Auszug »
....

Der von Maria-Elisabeth Brunert, András Forgó und Arno Strohmeyer herausgegebene Sammelband präsentiert die Ergebnisse einer internationalen Tagung, welche 2012 in Piliscsaba bei Budapest stattfand, zum Thema Kirche und Kulturtransfer im mittleren und östlichen Europa.

Der Sammelband nimmt Bezug auf das ursprünglich aus den Kulturwissenschaften stammende Konzept des Kulturtransfers, das sich mittlerweile auch in der Geschichtswissenschaft etabliert hat: In 15 Einzelstudien wird der Frage nachgegangen, welche Funktion Religion und Kirchen beim Transfer materieller oder immaterieller Kulturgüter zwischen Ungarn und Zentraleuropa einnahmen. Im Gegensatz zur Tagung liegt der geografische Schwerpunkt im Sammelband also auf dem Königreich Ungarn, das in der Frühen Neuzeit in hohem Maße durch sprachliche, ethnische und religiöse Pluralität geprägt war. Im Fokus der Beiträge stehen nicht nur die Auswahl- und Aneignungsprozesse, in denen kulturelle Güter innerhalb religiöser Kontexte transferiert wurden, sondern vor allem die daran beteiligten Akteure und Medien.

Als Medium des Kulturtransfers zwischen Ungarn und den verschiedenen Regionen Zentraleuropas kann maßgeblich Sprache ausgemacht werden. So zeigt Barnabás Guitman gleich zu Beginn des Bandes, inwiefern deutschsprachige Minderheiten zur Ausbreitung der Reformation im Königreich Ungarn beitrugen. András Vizkelety macht in seinem Beitrag darauf aufmerksam, dass die mündliche Seelsorgepraxis im Königreich Ungarn durch Einwanderungsschübe aus diversen Regionen Zentraleuropas geprägt wurde. Den Beiträgen Péter Lőkös’ und András Szilágyis ist zu entnehmen, dass ebenfalls gedruckte Medien (historiografische Arbeiten, theologische Werke sowie Bibelübersetzungen) zu Kulturtransfers zwischen Ungarn und Zentraleuropa führten.

Die Mehrheit der Fallstudien im Sammelband beschäftigt sich allerdings mit den Akteuren, welche für den Transfer materieller und immaterieller Kulturgüter verantwortlich waren: Als Akteure von Kulturtransfers lassen sich insbesondere Geistliche ausmachen. Dies demonstriert zunächst der Beitrag von István Fazekas, in dem erörtert wird, inwiefern der ungarische Erzbischof Nikolaus Oláh durch seine Kontakte zu humanistischen Kreisen in den Niederlanden zu einem Mittler des Transfers von Wissen und Normen aus Westeuropa in den ungarischen Raum wurde. András Forgós Studie des Kardinal-Erzbischofs Christian August von Sachsen-Zeitz legt dar, welche Rolle ausländischen Geistlichen beim Transfer von Kulturgütern von Zentraleuropa nach Ungarn zukam.

....

Aufgelistete Zeilen »
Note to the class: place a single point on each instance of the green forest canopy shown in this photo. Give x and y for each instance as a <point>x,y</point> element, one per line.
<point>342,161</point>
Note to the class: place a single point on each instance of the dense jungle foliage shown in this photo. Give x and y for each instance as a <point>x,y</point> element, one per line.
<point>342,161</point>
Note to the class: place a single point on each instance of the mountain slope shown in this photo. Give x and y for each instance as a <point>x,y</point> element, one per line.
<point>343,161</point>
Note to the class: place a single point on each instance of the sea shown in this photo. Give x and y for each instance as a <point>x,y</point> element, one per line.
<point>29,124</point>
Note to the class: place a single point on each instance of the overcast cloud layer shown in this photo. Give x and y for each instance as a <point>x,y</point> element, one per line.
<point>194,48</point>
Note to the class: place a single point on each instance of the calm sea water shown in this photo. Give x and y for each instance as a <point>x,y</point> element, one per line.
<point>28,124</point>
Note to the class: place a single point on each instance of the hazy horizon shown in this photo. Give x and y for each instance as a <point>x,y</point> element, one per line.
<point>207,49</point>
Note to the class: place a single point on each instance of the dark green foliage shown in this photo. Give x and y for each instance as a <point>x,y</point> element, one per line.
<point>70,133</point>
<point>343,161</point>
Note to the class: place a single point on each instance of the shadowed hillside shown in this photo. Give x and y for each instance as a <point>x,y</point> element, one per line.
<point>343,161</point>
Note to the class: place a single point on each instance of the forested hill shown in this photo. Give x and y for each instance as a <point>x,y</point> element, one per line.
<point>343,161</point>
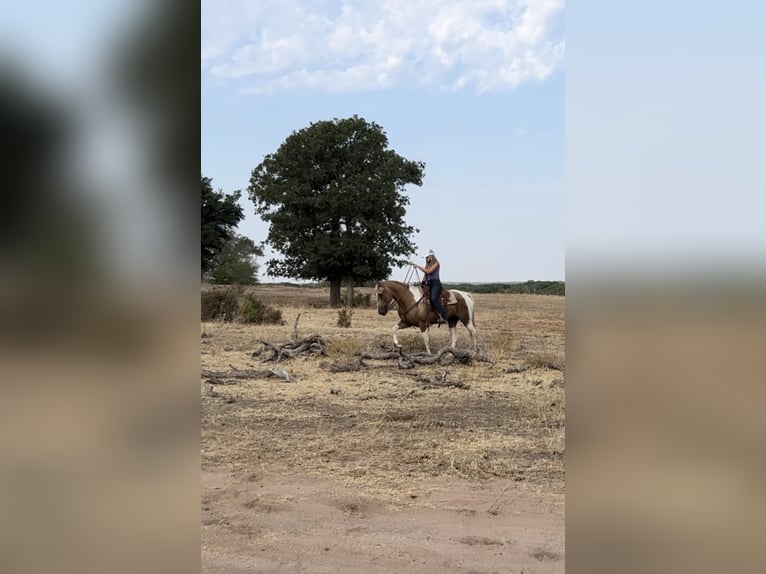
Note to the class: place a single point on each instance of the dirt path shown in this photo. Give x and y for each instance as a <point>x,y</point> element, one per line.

....

Arbeitsanweisungen »
1. Beantworten Sie anhand des Auszugs folgende Fragen:
(a) In welchem Jahr und an welchem Ort fand die Tagung statt?
(b) Wie viele Einzelstudien umfasst der Sammelband?
(c) Zu welchen Kreisen in welchem Land unterhielt Nikolaus Oláh Kontakte?
2. Schreiben Sie den Abschnitt des Auszugs von „Als Medium des“ bis „und Zentraleuropa führten.“ wortgetreu ab.
Die Zeilen entstammen einer anderen Quelle.

Lösungsübersicht »
1.
(a) 2012 in Piliscsaba bei Budapest.
(b) 15 Einzelstudien.
(c) Zu humanistischen Kreisen in den Niederlanden.

2.
Als Medium des Kulturtransfers zwischen Ungarn und den verschiedenen Regionen Zentraleuropas kann maßgeblich Sprache ausgemacht werden. So zeigt Barnabás Guitman gleich zu Beginn des Bandes, inwiefern deutschsprachige Minderheiten zur Ausbreitung der Reformation im Königreich Ungarn beitrugen. András Vizkelety macht in seinem Beitrag darauf aufmerksam, dass die mündliche Seelsorgepraxis im Königreich Ungarn durch Einwanderungsschübe aus diversen Regionen Zentraleuropas geprägt wurde. Den Beiträgen Péter Lőkös’ und András Szilágyis ist zu entnehmen, dass ebenfalls gedruckte Medien (historiografische Arbeiten, theologische Werke sowie Bibelübersetzungen) zu Kulturtransfers zwischen Ungarn und Zentraleuropa führten.